▶ **AIM OF THE TASK**
Find the lines of the data below that include "Format". Report their number only.
[MATERIAL FOR THIS EXERCISE Boundary: Start]
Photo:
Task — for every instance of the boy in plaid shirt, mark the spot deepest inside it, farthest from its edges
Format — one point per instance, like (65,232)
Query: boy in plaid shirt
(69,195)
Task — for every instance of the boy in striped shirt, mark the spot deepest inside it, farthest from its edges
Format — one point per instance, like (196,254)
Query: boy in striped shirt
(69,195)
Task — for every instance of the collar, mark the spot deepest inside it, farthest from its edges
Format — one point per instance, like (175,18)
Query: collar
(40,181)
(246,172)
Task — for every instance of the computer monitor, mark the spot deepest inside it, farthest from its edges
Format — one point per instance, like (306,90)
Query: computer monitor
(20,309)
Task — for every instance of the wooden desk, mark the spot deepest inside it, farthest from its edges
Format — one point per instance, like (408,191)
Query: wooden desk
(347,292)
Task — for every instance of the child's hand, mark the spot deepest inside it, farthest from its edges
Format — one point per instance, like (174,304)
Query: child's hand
[MATERIAL FOR THIS EXERCISE Boundary: End]
▶ **RESPONSE**
6